== WORK TASK ==
Instruction for the data below: set down exactly the lines from the line with "Query: double-hung window" to the line with "vent, shaped like this sample", inclusive, and no others.

**** DATASET RECORDS

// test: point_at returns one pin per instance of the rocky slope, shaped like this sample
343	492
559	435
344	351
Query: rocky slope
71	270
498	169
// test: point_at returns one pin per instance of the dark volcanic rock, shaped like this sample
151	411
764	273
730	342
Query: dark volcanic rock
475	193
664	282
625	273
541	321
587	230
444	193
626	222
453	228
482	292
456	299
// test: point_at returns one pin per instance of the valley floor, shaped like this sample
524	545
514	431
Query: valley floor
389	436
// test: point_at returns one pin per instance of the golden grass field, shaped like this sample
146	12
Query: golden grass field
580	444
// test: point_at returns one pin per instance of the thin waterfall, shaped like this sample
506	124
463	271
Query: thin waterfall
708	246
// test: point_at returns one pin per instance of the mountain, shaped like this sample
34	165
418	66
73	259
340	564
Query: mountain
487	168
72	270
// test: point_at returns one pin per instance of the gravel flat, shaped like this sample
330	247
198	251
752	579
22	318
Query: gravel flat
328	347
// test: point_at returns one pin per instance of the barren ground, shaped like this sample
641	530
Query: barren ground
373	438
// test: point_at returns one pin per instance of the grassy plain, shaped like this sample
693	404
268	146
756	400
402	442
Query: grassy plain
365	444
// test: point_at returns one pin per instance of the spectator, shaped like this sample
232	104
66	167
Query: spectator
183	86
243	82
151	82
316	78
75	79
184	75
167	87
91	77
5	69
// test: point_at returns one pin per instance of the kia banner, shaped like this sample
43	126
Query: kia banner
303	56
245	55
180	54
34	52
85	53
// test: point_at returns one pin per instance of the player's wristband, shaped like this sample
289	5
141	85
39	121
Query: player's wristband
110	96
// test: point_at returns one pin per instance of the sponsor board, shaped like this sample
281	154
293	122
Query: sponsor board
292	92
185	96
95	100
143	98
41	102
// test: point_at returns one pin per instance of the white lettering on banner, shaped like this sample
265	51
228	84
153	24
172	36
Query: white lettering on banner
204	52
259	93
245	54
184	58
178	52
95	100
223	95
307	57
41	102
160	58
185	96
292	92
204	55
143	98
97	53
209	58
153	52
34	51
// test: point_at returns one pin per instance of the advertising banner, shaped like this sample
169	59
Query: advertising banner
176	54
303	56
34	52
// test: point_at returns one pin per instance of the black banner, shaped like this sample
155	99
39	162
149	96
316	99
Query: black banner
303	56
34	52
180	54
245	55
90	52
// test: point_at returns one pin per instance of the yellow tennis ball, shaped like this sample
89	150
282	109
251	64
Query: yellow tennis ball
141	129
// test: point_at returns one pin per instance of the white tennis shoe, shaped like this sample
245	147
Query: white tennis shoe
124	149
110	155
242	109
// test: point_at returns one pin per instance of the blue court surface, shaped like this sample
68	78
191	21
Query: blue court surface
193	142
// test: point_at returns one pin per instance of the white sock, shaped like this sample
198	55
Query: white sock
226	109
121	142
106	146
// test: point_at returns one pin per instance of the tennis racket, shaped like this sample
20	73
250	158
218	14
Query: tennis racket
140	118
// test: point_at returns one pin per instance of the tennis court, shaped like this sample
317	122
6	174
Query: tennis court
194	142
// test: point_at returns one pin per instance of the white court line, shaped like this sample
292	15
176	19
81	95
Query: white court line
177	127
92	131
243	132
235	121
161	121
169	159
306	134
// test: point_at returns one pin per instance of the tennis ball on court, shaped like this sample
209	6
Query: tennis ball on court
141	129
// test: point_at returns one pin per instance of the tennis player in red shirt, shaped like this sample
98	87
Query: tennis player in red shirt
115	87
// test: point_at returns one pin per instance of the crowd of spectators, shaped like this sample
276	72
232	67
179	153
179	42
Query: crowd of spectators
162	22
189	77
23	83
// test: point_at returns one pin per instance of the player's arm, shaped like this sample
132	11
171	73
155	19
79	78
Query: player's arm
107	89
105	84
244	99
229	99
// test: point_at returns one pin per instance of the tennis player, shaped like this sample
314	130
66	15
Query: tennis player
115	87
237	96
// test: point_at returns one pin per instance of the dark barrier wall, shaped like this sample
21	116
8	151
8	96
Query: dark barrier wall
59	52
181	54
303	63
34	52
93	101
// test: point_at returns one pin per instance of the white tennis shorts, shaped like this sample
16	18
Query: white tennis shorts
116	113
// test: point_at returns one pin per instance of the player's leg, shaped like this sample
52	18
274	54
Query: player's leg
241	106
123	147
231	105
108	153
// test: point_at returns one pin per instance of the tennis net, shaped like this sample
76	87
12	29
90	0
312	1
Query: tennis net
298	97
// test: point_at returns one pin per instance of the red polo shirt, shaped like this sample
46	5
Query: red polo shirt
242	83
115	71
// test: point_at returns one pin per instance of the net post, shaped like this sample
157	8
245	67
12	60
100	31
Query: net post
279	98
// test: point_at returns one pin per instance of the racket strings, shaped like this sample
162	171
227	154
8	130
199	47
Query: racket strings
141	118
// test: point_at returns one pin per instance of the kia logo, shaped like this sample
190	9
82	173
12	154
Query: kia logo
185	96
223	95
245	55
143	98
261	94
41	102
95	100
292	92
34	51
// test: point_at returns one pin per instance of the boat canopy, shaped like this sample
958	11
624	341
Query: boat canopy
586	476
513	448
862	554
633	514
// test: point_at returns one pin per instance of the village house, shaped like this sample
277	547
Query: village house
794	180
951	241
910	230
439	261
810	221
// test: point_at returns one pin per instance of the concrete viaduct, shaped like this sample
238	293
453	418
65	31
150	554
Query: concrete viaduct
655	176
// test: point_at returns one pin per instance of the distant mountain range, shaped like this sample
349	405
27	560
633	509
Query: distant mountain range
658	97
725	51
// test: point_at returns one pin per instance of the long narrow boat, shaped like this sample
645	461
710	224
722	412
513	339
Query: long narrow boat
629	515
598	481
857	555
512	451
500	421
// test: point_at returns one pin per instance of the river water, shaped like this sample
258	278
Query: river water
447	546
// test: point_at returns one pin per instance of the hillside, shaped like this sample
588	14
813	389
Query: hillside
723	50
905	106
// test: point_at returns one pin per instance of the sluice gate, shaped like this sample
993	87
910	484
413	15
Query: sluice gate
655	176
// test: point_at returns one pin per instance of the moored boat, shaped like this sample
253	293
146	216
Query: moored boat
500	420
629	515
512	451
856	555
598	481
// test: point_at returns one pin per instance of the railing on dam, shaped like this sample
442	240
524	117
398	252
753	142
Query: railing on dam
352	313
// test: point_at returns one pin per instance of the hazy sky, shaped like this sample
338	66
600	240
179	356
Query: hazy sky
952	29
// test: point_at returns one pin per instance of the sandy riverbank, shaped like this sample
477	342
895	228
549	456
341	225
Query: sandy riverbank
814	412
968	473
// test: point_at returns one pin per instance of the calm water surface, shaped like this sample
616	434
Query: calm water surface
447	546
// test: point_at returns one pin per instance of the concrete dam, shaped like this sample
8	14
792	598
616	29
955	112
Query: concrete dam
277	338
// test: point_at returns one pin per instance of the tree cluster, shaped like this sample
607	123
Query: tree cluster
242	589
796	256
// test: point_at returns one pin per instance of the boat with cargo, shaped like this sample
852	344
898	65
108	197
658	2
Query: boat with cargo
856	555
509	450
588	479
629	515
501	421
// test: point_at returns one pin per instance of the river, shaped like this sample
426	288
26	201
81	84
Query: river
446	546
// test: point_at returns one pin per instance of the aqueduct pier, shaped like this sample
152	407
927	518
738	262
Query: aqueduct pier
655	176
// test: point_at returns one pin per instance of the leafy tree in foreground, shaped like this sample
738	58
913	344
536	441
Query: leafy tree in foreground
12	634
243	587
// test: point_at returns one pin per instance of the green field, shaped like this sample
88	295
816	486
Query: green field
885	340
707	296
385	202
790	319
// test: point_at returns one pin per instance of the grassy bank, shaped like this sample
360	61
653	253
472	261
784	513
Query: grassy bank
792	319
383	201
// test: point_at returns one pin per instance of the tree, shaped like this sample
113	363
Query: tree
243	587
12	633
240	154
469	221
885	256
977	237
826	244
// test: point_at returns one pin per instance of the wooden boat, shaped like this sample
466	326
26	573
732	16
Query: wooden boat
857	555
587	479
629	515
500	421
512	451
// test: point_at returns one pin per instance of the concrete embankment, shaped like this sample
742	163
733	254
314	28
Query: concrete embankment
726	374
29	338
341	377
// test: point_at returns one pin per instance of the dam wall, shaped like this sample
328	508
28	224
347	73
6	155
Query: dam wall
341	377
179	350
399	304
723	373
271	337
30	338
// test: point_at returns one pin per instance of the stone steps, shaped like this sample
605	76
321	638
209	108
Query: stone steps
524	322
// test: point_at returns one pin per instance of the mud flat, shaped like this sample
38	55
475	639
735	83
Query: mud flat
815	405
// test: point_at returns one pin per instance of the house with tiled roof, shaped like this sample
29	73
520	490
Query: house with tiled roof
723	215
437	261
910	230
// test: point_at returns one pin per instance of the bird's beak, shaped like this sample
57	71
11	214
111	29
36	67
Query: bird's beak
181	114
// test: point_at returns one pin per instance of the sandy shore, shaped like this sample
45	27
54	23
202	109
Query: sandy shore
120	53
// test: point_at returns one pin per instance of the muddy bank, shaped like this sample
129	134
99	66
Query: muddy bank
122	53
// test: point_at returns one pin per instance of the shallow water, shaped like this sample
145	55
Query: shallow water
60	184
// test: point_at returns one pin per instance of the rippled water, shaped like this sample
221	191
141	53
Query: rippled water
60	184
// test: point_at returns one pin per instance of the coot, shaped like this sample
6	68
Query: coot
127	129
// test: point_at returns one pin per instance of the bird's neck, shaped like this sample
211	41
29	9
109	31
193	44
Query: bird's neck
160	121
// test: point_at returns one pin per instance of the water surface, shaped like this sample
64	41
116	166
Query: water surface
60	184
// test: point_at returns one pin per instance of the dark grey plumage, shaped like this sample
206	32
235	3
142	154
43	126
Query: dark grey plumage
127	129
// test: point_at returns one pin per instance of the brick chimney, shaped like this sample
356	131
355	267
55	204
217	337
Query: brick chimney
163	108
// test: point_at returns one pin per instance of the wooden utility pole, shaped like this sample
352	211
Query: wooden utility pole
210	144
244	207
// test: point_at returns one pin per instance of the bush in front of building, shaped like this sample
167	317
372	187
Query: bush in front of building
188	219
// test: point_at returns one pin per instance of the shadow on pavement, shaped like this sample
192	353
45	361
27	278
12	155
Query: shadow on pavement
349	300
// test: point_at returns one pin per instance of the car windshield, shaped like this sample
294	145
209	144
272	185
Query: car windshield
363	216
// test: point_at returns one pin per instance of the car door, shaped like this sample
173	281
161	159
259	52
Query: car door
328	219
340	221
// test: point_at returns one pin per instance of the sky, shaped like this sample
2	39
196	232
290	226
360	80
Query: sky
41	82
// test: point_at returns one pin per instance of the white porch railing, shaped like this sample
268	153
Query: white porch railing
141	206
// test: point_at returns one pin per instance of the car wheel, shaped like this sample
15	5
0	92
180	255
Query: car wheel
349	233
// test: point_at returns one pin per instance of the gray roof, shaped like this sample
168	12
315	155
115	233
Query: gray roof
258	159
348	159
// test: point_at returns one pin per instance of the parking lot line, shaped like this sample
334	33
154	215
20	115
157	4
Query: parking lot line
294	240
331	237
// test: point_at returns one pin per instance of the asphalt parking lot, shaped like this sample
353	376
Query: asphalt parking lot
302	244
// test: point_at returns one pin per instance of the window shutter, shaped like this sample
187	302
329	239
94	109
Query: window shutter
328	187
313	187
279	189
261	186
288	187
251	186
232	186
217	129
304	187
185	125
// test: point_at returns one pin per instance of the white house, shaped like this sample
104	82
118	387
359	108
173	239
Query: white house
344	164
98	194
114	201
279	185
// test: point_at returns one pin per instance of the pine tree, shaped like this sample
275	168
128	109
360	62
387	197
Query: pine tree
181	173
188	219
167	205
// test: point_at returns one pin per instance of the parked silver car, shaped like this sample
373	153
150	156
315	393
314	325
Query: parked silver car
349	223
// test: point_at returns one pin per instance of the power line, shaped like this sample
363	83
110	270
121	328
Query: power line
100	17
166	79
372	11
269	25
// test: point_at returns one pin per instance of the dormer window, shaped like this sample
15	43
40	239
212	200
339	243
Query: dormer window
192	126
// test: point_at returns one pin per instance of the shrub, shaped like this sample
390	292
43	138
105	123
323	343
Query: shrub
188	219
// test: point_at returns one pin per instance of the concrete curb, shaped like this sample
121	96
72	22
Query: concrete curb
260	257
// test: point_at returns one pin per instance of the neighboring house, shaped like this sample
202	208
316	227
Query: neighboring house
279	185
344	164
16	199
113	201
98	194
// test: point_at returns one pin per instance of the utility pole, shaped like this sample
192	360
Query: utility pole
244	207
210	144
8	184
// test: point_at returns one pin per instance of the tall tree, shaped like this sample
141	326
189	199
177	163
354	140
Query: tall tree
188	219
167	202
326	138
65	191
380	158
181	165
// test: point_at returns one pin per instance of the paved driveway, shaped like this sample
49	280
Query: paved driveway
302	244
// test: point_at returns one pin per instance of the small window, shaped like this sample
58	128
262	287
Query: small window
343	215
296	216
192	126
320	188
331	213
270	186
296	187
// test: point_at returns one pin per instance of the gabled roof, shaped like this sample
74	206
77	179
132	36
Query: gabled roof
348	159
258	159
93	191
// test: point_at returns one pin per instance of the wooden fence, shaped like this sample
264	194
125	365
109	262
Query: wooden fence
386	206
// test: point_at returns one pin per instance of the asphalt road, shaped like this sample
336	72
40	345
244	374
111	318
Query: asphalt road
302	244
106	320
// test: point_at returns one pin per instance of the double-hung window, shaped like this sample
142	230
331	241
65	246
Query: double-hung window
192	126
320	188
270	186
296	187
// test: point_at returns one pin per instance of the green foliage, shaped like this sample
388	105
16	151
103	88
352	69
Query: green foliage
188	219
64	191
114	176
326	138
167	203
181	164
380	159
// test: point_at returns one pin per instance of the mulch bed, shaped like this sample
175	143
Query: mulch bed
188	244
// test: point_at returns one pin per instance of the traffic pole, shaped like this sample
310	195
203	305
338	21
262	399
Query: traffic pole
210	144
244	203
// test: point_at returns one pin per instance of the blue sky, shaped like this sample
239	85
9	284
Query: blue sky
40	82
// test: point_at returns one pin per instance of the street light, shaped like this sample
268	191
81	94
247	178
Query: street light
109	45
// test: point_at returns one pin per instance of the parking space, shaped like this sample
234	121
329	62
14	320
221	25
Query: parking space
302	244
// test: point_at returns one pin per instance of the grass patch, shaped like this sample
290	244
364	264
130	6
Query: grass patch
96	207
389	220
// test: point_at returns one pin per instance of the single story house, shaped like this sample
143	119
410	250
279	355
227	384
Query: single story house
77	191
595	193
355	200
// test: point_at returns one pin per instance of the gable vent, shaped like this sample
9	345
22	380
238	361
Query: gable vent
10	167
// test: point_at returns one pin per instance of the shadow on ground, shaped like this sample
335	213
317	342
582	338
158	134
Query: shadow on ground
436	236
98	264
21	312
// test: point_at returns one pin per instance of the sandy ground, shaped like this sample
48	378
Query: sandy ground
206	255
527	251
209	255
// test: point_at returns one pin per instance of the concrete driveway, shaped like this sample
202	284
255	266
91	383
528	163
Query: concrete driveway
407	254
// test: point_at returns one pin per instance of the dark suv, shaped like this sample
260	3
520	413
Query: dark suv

********

== OUTPUT BELOW ==
Query: double-hung window
192	126
320	188
270	186
296	187
// test: point_at returns one pin per instance of the green foliage, shaped like this sample
388	105
16	151
103	88
352	69
Query: green foliage
188	219
64	191
114	176
326	138
167	203
181	164
380	159
// test: point_at returns one pin per instance of the mulch bed, shaped like this sample
175	143
Query: mulch bed
188	244
// test: point_at returns one pin per instance of the traffic pole, shaped like this sample
310	195
203	305
338	21
262	399
Query: traffic pole
210	144
244	203
// test: point_at returns one pin per instance of the blue sky, shaped like this sample
239	85
9	284
Query: blue sky
40	82
// test: point_at returns one pin per instance of the street light, shaped like this sample
268	191
81	94
247	178
Query: street light
109	45
// test: point_at returns one pin per instance of the parking space, shaped like this sample
234	121
329	62
14	320
221	25
Query: parking space
302	244
// test: point_at returns one pin per instance of the grass patch, shaped like this sample
290	244
364	264
130	6
Query: grass patch
96	207
389	220
// test: point_at returns one pin per instance of the single story house, shaped like this sample
143	119
410	250
279	355
227	384
Query: single story house
77	191
595	193
355	200
// test: point_at returns one pin per instance of the gable vent, shaped like this sample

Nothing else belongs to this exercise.